======== Stored rows

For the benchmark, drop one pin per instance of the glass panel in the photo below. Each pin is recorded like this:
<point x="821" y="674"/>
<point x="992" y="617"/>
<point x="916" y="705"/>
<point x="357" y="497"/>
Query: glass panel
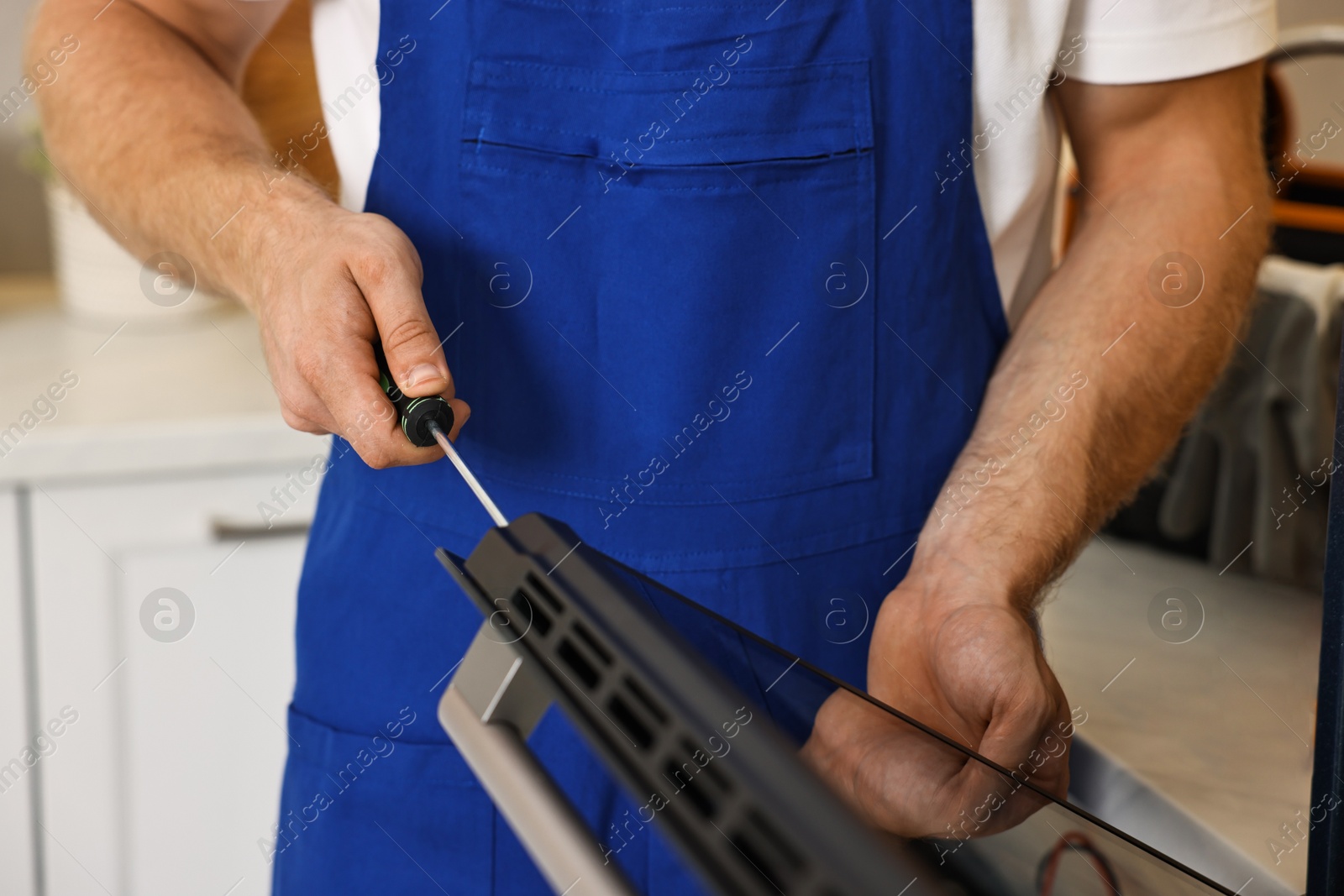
<point x="985" y="828"/>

================

Problem ▸ Extract every line of text from the material above word for word, and leave the picture out.

Written response ▸
For the benchmark, drop one pin per instance of the glass panel in the photo below. Each pin is recorded like this:
<point x="821" y="674"/>
<point x="992" y="617"/>
<point x="916" y="705"/>
<point x="357" y="497"/>
Query: glass panel
<point x="985" y="828"/>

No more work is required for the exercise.